◆ Goal ◆
Leave out the pictures and repeat the data exactly.

(Stored records)

********

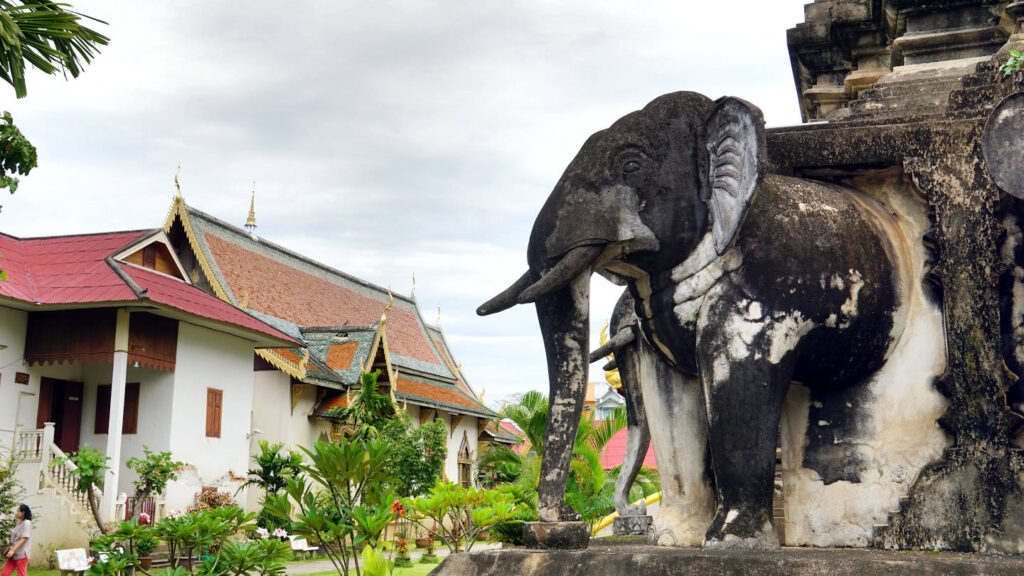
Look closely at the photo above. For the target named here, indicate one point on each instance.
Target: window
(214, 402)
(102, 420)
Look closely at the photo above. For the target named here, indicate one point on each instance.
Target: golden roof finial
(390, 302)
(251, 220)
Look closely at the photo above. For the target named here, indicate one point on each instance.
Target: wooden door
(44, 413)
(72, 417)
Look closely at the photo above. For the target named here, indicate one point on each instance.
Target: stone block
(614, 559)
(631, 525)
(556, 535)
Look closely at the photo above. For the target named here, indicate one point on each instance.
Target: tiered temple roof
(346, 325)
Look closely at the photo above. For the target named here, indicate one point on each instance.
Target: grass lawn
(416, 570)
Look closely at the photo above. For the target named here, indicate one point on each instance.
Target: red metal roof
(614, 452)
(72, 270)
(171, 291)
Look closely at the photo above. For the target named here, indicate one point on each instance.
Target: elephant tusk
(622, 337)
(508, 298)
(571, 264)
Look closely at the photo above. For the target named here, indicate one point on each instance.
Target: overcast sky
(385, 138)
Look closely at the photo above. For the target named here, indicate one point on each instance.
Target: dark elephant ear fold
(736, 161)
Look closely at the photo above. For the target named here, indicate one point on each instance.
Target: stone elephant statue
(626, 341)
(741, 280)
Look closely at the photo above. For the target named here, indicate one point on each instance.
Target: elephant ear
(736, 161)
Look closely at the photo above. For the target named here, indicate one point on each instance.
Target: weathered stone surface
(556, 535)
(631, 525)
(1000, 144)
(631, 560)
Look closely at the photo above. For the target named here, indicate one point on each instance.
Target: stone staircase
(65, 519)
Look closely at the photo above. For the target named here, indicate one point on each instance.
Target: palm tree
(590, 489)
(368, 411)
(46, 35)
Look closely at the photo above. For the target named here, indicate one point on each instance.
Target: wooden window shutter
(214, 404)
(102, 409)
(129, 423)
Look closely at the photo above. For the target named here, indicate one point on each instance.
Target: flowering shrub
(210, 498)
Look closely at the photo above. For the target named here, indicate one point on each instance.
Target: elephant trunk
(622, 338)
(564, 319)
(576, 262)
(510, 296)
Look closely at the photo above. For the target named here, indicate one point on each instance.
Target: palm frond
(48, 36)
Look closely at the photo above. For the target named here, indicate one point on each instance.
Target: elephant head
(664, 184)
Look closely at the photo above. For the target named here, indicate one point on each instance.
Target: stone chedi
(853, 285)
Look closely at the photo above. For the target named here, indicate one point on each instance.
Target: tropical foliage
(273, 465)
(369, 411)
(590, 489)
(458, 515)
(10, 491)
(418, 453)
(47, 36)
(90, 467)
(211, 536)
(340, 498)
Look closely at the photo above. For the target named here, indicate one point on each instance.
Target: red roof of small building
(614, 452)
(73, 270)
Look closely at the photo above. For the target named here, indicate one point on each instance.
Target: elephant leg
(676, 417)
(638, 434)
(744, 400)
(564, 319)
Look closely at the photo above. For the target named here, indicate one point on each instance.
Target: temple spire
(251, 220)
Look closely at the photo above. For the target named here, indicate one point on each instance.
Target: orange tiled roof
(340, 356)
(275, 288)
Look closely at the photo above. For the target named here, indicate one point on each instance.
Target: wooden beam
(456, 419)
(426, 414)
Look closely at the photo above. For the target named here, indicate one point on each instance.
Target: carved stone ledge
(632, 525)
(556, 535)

********

◆ Task output ◆
Look closely at the photo above. For the target named here, indicate one point on each instance.
Target: window
(214, 402)
(102, 420)
Look closely at the photo above. For the target named here, indicate one point on each instance.
Target: golden roof finial
(390, 302)
(251, 220)
Look closely at the photo above. For the target named here, indicate one point on each instance.
Target: wooden door
(44, 413)
(72, 417)
Look closely at the photo above. For the target named here, indicate one point on each instance.
Target: stone block
(614, 559)
(631, 525)
(556, 535)
Look closely at the photo above. For the target named here, indicate one point on each instance.
Target: tiered temple roof
(346, 325)
Look closely at the photo above. For the target named here, indicate one point on each instance.
Target: grass lawn
(416, 570)
Look closely at the photo above. For the target named here, indicate one point on each instance.
Target: red metal roof
(614, 452)
(72, 270)
(171, 291)
Look closely at the photo above. For the target named here, indicate one point on each instance.
Target: elephant tusk
(622, 337)
(508, 298)
(571, 264)
Look closely at the photo above. For the target named here, indicate one point on each instance.
Target: overcast sky
(385, 138)
Look closely at the photo above. For the target named here, indicate one point on each instance.
Target: dark elephant ear fold
(736, 161)
Look closely at the photo above. For the target named here, indicate one point on each instance.
Target: stone elephant statue
(626, 341)
(741, 280)
Look closely at the photo above. For the target named here, indicate one point on each instance.
Target: elephant ear
(736, 161)
Look closely at the photo above. For the target named here, indicate one point on each instance.
Target: weathered stone surface
(556, 535)
(631, 525)
(1000, 144)
(631, 560)
Look closely at the photo above. For the target named here, indicate one point on each instance.
Target: stone staircase
(65, 519)
Look closely at the photo above. For the target named here, indicate one point on each instance.
Target: palm tree
(590, 489)
(368, 411)
(46, 35)
Look closely at the photo above. For the target named here, indicate one point on each instance.
Target: wooden window shutter
(214, 404)
(102, 409)
(129, 423)
Look closely at the photo above. For the target named here, indicate one point on each instance.
Target: flowering shrub
(210, 498)
Look closely at the photo above. For the target named here, indicate one point on each instance.
Target: elephant trunk
(622, 338)
(564, 319)
(576, 262)
(510, 296)
Look closely at the photo above. For the target named here, indicate one point on each instance.
Target: palm frond
(48, 36)
Look closely at the photo above. For the target named here, indicate one point on each instance.
Target: elephant head
(664, 184)
Look closely at the photo above. For the target named here, indicate one point on each instance.
Target: stone chedi
(853, 285)
Look closely at the photo above. For the target named here, indicate one point on each instance.
Target: tropical foliage
(273, 465)
(369, 411)
(590, 489)
(458, 515)
(10, 491)
(418, 453)
(47, 36)
(90, 467)
(211, 536)
(340, 498)
Look closely at the photo above. For the target named here, indicate one point on each instance.
Target: red roof of small building
(614, 452)
(73, 270)
Look closely at the photo above. For the target named here, indicate one point on each instance.
Target: elephant leg
(676, 417)
(638, 434)
(744, 400)
(564, 319)
Look closely at the photo above. For the target named here, indicate one point on each instance.
Target: temple spire
(251, 220)
Look closely at the photo above. For the target named here, indicate one point on each instance.
Target: orange tiled roof
(340, 356)
(275, 288)
Look closely at the photo above. For the target named here, indicate one point on each instance.
Target: wooden beam
(456, 419)
(426, 414)
Look closely at the photo above. For the target named here, indicate one point on each instance.
Target: carved stone ledge
(632, 525)
(556, 535)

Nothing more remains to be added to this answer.